> **TASK INSTRUCTIONS**:
**1)** In the forum thread about K9 Cyras and K9 Chris, what regional honor did Chris receive?
**2)** Echo the forum thread about K9 Cyras and K9 Chris from "Safe thoughts while" to "of his accomplishments....lol)".

# K9 Cyras, K9 Chris



## cliffson1 (Sep 2, 2006)

I took pics of them today at regional training day. Very proud of these boys.


----------



## robinhuerta (Apr 21, 2007)

Congrats Cliff! I'd be proud too!


----------



## MaggieRoseLee (Aug 17, 2001)

Handsome boys (all 4 of them  )


----------



## cliffson1 (Sep 2, 2006)

Thanks everybody.....I allowed Taro to do a little pillow work with one of the instructors. He did excellent, clatter stick, gunshots, yelling, nothing changed his grip on pillow. Handler of Chris indicates that he sees a lot of Chris's working traits in his bitework. I said to him "Well they are half brothers....lol. Good day for Taro!!!!


----------



## onyx'girl (May 18, 2007)

Safe thoughts while they work in their jobs for both C's!


----------



## cliffson1 (Sep 2, 2006)

Update on Chris....got his third armed robbery apprehension yesterday. It's funny, I was watching the Phila news at six and heard coverage of an armed robbery in Pennsauken,NJ in which third robber was apprehended ten blocks from scene. I wondered about Chris being involved.....last night on way to taking my grands to Wildwood boardwalk I get text from his officer informing me that he tracked the third suspect the ten blocks for the apprehension. Chris also got "Dog of the month for May" in the region. He has only been on streets since Jan and won't be three til this January.( the only reason I'm so informed about this particular dog was I was so reluctant to let him go to police and sure he would be superstar that I made the officer promise to keep me informed of his accomplishments....lol) 
Also, when I am leaving Wilwood last night, lo and behold there was Cyras on duty in Wildwood for the Sheriffs dept. my grans and I talked to the officer, but my ten year old granddaughter was disappointed that Cyras didn't show recognition to us in the vehicle, since he was her favorite as a pup. I tried to tell her that he was on duty, and that took precedence at that time.

[Image location labeling lines]
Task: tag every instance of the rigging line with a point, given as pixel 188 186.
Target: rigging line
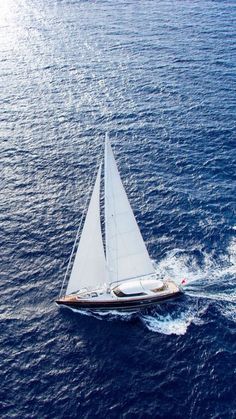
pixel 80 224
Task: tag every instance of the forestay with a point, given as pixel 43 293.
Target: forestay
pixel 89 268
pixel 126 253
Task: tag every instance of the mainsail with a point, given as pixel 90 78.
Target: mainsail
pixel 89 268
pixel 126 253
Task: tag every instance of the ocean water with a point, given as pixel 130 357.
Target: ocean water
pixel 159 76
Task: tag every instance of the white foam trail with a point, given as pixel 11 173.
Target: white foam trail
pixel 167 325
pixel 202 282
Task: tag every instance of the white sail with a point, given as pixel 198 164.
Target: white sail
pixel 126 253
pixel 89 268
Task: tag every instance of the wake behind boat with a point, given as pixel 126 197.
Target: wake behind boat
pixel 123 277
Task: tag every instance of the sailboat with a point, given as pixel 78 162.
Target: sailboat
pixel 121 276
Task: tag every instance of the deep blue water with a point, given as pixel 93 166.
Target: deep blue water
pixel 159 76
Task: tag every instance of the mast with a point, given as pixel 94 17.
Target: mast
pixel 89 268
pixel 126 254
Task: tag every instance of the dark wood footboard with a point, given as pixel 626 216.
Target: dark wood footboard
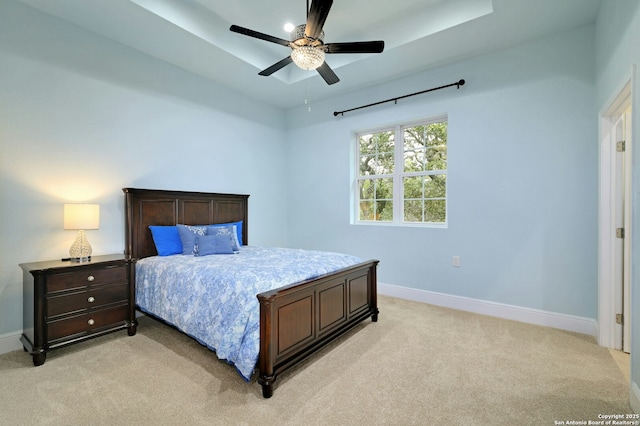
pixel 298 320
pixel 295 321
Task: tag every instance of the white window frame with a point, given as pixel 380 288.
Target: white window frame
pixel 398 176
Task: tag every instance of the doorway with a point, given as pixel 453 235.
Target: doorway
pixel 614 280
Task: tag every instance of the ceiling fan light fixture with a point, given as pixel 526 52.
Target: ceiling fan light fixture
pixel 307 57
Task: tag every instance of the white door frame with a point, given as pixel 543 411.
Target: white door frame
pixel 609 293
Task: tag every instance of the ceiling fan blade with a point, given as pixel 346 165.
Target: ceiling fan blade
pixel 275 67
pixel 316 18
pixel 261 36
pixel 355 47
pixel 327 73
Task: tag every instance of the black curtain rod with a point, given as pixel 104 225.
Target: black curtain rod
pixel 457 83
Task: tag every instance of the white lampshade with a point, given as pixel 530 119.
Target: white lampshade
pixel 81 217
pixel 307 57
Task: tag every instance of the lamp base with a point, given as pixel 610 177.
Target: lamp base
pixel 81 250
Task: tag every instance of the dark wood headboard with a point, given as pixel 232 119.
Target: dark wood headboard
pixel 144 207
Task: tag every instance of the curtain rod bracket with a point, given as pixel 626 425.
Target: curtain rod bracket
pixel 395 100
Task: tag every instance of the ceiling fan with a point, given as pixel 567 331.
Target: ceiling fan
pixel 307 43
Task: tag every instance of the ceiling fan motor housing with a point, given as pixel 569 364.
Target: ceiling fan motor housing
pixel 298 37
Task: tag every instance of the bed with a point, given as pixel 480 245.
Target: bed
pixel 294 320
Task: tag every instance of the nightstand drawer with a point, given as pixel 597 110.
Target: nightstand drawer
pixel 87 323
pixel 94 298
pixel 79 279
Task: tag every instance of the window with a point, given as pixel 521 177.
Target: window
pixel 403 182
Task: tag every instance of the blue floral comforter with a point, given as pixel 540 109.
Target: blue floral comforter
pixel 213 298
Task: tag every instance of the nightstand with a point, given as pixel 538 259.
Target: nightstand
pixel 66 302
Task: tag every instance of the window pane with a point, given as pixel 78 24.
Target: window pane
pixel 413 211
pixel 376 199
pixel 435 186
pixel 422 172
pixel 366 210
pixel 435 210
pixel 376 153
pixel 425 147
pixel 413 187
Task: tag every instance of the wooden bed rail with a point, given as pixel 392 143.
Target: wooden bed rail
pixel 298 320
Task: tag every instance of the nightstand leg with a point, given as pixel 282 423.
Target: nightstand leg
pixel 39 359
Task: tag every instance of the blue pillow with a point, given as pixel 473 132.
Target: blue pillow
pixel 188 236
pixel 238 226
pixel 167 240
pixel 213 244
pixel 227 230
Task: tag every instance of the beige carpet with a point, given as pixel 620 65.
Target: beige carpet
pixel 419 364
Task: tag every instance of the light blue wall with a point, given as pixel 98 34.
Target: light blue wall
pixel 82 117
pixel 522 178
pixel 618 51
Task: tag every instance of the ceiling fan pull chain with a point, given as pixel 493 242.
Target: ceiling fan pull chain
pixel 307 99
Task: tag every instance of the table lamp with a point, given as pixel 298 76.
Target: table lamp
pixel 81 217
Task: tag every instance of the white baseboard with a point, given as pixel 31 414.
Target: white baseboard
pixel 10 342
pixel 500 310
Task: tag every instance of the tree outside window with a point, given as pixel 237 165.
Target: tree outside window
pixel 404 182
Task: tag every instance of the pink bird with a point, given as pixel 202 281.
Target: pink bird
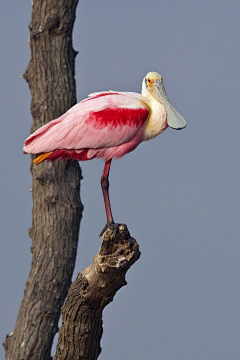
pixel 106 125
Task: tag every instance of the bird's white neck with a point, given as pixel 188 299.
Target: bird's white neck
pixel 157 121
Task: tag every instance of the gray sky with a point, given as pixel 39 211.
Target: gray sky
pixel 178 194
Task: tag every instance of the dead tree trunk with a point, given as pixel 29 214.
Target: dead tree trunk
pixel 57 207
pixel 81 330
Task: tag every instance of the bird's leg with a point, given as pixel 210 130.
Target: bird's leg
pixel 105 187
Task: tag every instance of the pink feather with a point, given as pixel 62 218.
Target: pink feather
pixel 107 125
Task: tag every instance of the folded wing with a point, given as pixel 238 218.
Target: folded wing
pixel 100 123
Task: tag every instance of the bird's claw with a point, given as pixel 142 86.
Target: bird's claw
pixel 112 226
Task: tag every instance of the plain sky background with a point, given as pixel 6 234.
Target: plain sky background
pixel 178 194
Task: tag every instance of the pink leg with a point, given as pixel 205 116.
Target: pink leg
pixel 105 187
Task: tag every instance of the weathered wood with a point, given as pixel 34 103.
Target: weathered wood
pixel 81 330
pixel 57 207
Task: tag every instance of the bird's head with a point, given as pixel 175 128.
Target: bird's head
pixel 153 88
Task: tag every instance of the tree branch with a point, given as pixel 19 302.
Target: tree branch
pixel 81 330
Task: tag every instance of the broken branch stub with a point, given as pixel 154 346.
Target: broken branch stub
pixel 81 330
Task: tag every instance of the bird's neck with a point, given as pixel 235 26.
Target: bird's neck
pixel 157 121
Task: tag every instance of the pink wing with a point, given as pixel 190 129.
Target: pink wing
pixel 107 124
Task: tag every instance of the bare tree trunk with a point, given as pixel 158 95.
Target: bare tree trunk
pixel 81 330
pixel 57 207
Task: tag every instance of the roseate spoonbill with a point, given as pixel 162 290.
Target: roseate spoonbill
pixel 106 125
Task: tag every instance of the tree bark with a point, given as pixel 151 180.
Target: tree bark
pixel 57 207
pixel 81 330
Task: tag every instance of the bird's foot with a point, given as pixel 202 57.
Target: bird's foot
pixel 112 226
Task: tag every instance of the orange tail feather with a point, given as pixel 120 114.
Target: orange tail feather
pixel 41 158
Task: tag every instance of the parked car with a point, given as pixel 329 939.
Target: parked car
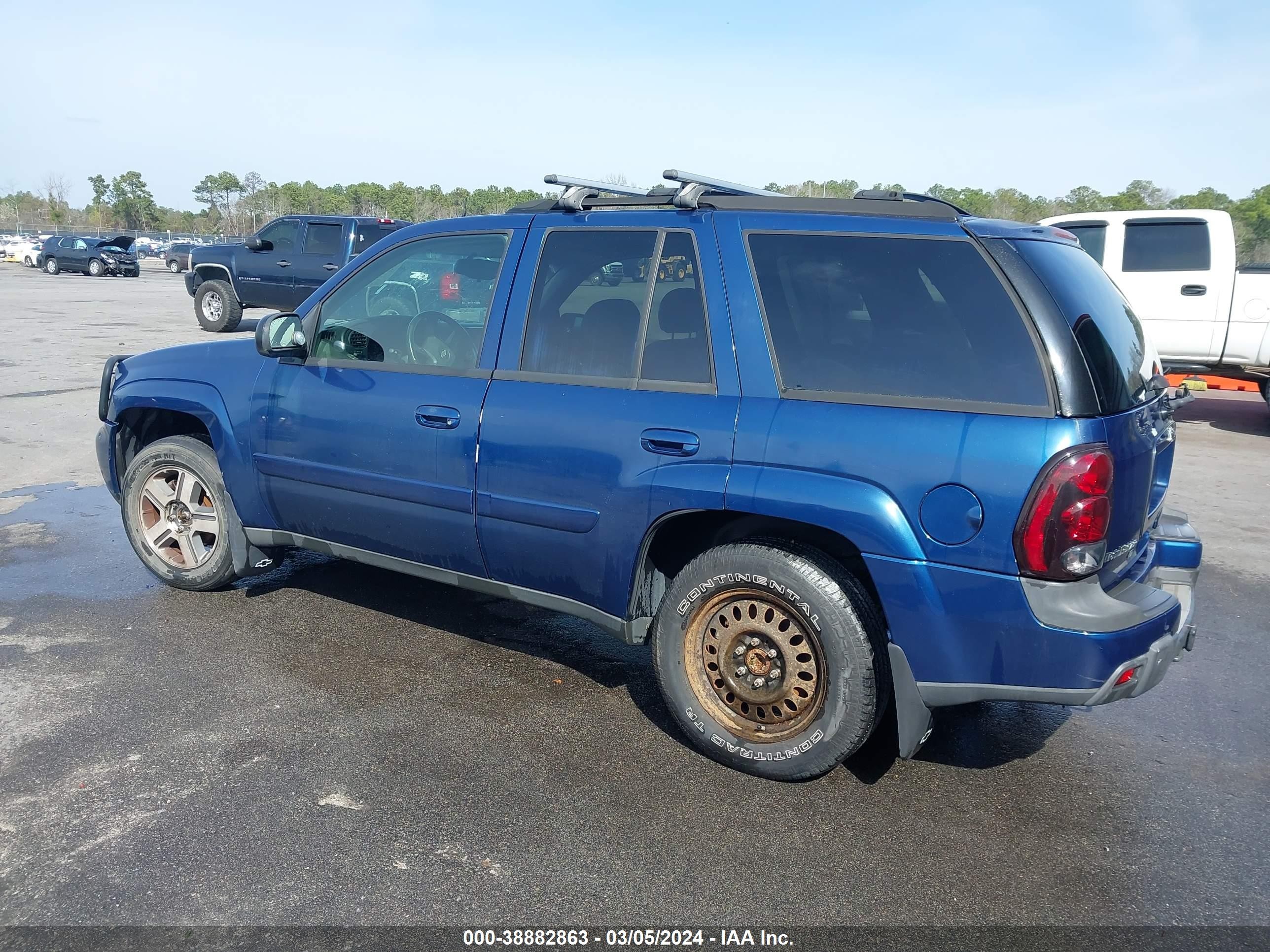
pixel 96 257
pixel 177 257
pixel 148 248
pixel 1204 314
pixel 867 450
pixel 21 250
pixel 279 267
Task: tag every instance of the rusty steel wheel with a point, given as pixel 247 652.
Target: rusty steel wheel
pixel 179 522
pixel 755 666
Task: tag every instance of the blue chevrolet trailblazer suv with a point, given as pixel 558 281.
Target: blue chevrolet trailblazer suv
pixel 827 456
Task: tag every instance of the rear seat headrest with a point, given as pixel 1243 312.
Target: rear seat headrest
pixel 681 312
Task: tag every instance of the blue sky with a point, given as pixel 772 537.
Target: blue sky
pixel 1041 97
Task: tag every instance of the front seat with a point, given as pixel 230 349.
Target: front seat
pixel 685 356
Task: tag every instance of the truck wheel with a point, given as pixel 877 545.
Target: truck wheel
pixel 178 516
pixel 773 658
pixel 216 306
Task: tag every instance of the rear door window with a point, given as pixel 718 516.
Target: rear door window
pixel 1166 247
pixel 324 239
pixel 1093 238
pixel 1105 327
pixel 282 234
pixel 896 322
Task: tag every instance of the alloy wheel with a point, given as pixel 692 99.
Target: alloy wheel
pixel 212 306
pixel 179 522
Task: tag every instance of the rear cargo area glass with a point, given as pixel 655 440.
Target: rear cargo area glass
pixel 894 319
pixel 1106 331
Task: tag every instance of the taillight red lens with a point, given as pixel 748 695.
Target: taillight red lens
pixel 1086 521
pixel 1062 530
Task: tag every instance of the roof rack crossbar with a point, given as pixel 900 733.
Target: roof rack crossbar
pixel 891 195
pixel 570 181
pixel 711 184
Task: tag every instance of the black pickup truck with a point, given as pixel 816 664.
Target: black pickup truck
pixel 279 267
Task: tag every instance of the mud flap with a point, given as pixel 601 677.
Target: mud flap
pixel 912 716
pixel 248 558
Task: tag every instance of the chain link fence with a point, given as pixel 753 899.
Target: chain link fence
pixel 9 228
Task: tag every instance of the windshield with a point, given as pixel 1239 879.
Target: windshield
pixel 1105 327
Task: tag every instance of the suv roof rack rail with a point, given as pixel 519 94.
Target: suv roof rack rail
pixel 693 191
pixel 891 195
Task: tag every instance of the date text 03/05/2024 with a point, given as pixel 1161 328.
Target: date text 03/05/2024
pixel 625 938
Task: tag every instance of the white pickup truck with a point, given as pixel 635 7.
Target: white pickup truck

> **RESULTS OF THE EXERCISE**:
**1)** Chris was named "Dog of the month for May" in the region.

**2)**
Safe thoughts while they work in their jobs for both C's!


----------



## cliffson1 (Sep 2, 2006)

Update on Chris....got his third armed robbery apprehension yesterday. It's funny, I was watching the Phila news at six and heard coverage of an armed robbery in Pennsauken,NJ in which third robber was apprehended ten blocks from scene. I wondered about Chris being involved.....last night on way to taking my grands to Wildwood boardwalk I get text from his officer informing me that he tracked the third suspect the ten blocks for the apprehension. Chris also got "Dog of the month for May" in the region. He has only been on streets since Jan and won't be three til this January.( the only reason I'm so informed about this particular dog was I was so reluctant to let him go to police and sure he would be superstar that I made the officer promise to keep me informed of his accomplishments....lol)